June 28, 2019
We never cease to be amazed about the hopes for G20 meetings expressed by some commentators - as though this was a democratically legitimised world government. The G20 and the G7 came into their own when governments co-ordinated global macro policies during the 1980s and right after the global financial crisis.
The rise and fall of the multilateral G groups coincides much with the rise and fall of global liberal capitalism and the phenomenon known as globalisation. What the EU’s founding fathers understood better than modern policy architects is that multilateral action needs to be underpinned by democratic structures and legal enforceability. This is why a Victor Orbán or a Matteo Salvini cannot on their own derail the EU. Where the EU went wrong is when it departed from the script of its elders - when it created half-baked multilateral structures like the eurozone or Schengen.

### List of tasks
1. Translate this sentence from the G20 commentary into Spanish: "This is why a Victor Orbán or a Matteo Salvini cannot on their own derail the EU."
2. Return the part of the G20 commentary starting at "June 28, 2019" and ending at "global financial crisis.", copied without any change.
3. Answer these questions using the G20 commentary:
(a) What date does it carry?
(b) In which two periods did the G20 and the G7 come into their own?
(c) Which two EU structures does it call half-baked?

### Record set
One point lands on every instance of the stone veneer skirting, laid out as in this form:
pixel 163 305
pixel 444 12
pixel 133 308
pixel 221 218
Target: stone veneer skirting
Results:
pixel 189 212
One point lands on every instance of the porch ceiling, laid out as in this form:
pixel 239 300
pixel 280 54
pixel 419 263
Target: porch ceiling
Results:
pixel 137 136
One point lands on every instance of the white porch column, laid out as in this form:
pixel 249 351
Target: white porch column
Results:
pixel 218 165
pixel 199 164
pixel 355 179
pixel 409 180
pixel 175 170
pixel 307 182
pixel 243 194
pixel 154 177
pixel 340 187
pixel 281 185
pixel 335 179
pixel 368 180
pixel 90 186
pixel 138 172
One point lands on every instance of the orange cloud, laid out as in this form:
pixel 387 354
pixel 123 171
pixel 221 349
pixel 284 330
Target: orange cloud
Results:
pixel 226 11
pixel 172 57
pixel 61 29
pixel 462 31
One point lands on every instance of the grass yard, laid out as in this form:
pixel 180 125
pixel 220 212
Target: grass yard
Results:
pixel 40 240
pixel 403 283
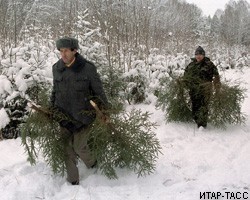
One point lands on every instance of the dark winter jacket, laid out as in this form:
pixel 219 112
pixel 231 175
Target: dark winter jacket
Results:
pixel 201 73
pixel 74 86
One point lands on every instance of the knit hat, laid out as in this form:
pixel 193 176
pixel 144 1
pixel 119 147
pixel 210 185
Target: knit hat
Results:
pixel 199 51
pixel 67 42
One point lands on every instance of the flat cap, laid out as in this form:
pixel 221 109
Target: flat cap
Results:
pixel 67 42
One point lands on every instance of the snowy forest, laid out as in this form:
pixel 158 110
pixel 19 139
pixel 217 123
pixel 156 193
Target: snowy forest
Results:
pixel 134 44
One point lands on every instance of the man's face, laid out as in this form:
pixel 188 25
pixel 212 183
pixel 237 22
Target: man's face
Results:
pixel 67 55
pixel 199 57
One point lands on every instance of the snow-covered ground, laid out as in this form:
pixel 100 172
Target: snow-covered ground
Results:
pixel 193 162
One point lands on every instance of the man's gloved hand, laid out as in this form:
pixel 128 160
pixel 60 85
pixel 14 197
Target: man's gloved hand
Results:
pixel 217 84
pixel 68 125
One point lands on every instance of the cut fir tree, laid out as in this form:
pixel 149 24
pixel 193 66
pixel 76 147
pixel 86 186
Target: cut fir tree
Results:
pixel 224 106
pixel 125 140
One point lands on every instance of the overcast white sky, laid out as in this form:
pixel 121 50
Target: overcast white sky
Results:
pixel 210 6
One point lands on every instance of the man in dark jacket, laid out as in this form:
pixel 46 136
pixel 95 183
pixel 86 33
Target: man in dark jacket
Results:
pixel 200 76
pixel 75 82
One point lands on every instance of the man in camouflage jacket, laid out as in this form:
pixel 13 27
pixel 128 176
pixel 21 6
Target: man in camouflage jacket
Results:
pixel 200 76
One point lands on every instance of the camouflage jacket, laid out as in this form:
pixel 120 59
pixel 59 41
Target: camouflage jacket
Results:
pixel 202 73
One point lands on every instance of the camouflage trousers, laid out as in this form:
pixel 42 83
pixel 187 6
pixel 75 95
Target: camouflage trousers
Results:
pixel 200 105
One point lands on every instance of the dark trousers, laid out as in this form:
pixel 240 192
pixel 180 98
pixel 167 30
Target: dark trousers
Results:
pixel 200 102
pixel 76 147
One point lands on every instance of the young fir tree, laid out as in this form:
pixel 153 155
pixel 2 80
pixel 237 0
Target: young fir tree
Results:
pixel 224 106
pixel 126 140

* * *

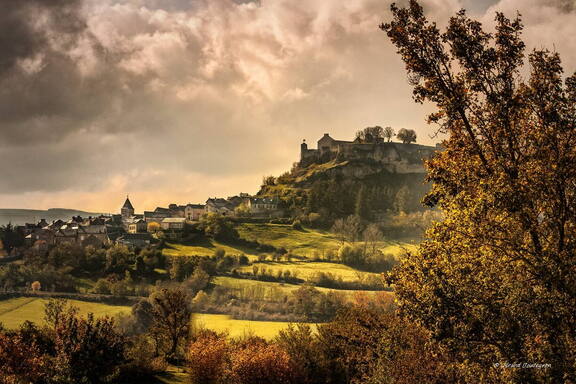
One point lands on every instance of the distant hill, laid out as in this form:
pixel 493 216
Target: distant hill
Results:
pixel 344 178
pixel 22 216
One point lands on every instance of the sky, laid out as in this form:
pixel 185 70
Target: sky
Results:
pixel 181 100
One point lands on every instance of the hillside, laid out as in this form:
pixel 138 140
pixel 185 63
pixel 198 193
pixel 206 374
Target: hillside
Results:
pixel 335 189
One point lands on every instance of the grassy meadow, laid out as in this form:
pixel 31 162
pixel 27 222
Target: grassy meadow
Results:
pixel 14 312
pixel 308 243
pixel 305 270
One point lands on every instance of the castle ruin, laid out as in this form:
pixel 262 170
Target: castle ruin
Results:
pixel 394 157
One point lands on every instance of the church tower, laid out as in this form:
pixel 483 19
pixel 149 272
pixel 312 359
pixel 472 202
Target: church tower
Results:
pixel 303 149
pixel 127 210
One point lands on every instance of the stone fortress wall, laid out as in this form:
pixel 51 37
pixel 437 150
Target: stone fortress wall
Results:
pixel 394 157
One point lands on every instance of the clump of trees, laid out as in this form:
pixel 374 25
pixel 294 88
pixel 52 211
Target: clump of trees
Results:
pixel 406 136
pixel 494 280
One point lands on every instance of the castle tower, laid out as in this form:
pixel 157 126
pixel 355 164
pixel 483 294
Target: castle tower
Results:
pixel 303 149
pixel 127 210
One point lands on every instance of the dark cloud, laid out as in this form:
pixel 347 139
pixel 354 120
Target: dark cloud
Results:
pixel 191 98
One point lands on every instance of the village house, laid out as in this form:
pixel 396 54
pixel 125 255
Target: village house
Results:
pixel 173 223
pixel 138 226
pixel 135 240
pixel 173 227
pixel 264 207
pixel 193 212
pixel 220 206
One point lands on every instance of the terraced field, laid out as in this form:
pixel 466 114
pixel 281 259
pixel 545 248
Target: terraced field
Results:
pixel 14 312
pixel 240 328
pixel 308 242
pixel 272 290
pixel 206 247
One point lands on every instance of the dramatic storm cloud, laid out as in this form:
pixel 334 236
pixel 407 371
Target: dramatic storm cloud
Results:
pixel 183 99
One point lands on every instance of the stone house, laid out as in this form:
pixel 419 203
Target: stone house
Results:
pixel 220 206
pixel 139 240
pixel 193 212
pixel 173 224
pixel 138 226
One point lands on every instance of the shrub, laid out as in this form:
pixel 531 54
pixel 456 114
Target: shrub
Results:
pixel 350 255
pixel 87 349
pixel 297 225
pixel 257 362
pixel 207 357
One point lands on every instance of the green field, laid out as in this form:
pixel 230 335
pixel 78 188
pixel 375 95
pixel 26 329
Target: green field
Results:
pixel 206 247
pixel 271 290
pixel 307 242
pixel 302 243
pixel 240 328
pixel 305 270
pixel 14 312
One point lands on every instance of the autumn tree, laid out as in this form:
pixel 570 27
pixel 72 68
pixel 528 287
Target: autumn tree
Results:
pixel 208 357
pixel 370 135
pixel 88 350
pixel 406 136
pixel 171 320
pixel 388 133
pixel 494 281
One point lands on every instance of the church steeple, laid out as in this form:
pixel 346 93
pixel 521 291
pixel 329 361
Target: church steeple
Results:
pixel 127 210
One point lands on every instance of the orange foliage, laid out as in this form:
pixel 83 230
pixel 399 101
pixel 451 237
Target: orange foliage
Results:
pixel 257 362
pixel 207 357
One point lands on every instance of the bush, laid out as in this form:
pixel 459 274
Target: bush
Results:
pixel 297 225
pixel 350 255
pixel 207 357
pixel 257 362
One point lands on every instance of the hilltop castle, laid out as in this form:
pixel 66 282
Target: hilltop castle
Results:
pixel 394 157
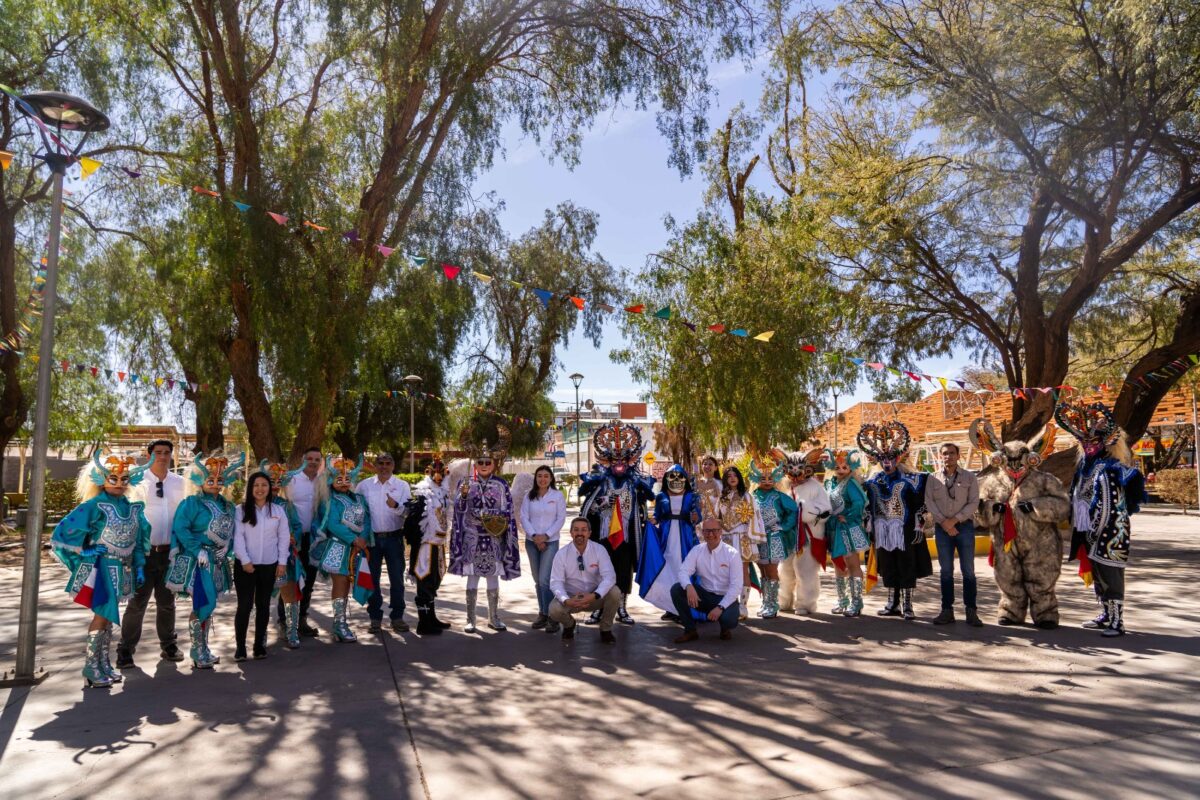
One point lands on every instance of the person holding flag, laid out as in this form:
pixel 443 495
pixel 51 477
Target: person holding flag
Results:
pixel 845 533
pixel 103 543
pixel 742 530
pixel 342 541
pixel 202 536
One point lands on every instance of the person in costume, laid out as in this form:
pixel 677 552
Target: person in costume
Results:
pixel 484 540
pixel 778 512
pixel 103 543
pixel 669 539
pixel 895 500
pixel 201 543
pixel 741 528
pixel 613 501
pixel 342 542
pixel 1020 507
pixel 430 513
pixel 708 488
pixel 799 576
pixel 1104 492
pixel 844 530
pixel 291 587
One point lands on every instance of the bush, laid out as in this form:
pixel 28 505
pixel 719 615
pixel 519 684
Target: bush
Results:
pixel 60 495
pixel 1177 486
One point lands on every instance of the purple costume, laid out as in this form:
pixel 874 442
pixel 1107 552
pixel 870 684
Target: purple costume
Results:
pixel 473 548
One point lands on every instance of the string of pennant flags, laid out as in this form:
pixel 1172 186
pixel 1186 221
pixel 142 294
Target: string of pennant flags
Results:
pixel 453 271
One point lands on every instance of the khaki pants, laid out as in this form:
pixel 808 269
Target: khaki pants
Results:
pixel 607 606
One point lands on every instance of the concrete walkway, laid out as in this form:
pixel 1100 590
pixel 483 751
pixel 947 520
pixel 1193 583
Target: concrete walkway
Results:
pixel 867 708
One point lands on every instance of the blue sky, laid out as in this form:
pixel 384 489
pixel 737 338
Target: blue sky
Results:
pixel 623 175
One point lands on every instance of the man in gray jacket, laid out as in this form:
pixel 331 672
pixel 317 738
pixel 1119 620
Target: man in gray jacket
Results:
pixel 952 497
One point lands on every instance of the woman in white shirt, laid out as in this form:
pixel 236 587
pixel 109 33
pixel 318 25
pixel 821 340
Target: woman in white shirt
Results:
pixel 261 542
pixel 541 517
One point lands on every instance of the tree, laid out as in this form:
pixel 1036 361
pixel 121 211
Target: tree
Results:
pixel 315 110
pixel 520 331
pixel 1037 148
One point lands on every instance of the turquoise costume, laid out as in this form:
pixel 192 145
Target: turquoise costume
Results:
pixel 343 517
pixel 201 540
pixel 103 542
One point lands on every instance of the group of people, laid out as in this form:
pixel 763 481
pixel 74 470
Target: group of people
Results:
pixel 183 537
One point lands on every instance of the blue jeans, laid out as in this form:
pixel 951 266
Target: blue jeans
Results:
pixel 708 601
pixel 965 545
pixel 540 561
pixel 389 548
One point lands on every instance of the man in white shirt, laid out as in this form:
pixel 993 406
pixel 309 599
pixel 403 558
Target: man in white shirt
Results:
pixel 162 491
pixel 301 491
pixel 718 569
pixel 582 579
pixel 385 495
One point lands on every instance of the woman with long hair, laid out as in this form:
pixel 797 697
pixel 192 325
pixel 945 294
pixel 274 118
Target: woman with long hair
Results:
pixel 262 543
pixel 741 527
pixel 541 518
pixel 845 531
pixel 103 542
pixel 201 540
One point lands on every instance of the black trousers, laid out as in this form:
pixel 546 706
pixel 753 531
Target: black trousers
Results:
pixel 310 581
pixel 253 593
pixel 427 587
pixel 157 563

### Results
1. Por eso, un Victor Orbán o un Matteo Salvini no pueden por sí solos hacer descarrilar a la UE.

2.
June 28, 2019
We never cease to be amazed about the hopes for G20 meetings expressed by some commentators - as though this was a democratically legitimised world government. The G20 and the G7 came into their own when governments co-ordinated global macro policies during the 1980s and right after the global financial crisis.

3.
(a) June 28, 2019
(b) During the 1980s and right after the global financial crisis
(c) The eurozone and Schengen